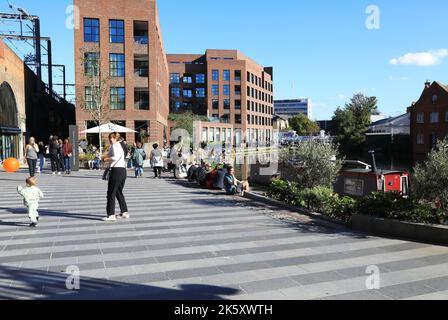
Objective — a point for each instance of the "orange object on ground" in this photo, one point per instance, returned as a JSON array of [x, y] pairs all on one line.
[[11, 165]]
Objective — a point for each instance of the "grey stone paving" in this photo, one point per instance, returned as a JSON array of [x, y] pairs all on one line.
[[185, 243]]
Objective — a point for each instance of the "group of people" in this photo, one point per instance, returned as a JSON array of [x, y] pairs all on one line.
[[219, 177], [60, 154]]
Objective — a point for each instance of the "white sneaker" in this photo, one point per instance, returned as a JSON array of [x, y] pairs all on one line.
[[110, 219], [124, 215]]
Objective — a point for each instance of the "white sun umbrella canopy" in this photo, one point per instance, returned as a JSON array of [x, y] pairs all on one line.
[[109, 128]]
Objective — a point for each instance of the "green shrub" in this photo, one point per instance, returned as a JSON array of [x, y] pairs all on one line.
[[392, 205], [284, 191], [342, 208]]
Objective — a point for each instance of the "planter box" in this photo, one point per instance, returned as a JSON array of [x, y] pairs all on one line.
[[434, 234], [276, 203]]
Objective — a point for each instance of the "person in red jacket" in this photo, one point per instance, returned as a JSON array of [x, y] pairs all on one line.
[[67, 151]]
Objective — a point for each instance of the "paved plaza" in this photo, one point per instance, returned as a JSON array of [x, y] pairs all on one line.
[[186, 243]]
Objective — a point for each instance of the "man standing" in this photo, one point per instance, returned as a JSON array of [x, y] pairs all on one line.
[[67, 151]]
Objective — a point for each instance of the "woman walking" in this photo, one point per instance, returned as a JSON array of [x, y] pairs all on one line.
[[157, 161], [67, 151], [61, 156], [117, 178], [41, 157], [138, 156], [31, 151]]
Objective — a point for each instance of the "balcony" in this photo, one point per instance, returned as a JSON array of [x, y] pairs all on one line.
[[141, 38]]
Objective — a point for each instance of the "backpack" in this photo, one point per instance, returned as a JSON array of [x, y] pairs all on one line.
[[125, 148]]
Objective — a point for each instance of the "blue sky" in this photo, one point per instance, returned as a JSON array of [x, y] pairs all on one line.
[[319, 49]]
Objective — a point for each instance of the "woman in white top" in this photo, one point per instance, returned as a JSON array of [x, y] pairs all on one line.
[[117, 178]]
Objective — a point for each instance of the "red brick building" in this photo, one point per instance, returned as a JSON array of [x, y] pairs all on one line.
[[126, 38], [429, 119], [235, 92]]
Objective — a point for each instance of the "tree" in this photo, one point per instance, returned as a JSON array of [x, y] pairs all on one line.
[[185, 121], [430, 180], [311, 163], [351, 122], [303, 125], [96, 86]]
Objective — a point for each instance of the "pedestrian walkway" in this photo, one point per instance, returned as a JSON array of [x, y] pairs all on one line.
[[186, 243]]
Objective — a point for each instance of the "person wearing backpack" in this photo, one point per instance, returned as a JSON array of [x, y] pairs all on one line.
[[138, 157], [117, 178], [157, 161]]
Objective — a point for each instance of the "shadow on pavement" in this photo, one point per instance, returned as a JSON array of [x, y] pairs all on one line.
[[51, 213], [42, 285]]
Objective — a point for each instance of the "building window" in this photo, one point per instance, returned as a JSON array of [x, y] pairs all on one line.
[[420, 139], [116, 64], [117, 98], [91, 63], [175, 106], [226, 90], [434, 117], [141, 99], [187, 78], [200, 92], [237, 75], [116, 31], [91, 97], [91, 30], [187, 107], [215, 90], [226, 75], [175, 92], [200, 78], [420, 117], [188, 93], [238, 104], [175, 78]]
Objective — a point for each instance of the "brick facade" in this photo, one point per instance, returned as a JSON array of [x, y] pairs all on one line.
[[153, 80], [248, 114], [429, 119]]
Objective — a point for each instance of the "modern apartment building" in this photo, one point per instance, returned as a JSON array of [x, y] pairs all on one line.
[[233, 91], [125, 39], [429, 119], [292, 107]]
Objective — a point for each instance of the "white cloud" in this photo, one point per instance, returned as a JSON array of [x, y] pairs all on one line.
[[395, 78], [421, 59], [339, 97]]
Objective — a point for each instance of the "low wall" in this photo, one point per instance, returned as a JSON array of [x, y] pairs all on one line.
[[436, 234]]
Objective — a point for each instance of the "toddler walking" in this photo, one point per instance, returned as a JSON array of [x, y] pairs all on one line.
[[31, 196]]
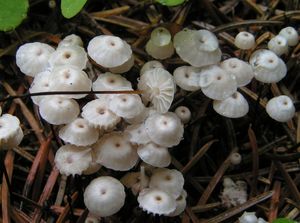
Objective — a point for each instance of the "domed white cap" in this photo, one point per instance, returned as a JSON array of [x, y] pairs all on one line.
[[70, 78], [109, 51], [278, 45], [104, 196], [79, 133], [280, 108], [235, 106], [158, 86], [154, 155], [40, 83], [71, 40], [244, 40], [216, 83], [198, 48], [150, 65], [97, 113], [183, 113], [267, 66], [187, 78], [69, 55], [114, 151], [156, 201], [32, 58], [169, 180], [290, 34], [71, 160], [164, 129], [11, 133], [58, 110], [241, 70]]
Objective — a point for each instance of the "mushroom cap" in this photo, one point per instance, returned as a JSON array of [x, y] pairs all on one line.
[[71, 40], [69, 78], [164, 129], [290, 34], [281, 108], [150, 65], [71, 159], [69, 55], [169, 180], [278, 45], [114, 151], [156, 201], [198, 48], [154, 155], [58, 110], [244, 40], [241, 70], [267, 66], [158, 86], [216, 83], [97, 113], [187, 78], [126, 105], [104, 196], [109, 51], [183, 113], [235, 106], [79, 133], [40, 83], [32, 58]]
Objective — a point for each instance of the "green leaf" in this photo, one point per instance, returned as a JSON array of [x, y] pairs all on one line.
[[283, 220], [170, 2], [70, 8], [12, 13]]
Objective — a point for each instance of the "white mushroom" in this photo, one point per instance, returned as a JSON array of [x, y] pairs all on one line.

◆ ◆ ◆ ◆

» **What to work on**
Collect every line of the items above that contains the word "white", with case counting.

» **Reply**
Objective — a point for each instance of the "white sneaker" in this photo, one point per instance, returned as a JSON array of [x, y] pairs all on one line.
Objective — a point for each instance of the "white sun umbrella canopy" in this photo, one point per instance, returned as a JSON array of [x, y] pairs all on one line.
Objective — a point for each instance of the "woman in white top" in this photo, one point per instance, returned as a JSON array of [x, y] pairs all on one line.
Objective — a point for each instance of the "white cloud" in this photo, one point per instance, returned as a JSON array of [x, y] pairs all on one line.
Objective — a point for each instance of the "domed white cap" in this photo, one point per instance, returned as a JSON array of [x, y] pairs all on one line.
Objective — a point for each instance of the "white mushroom" in this photo, one point per instance, returned as a JSON array of [x, y] pairs all on one line.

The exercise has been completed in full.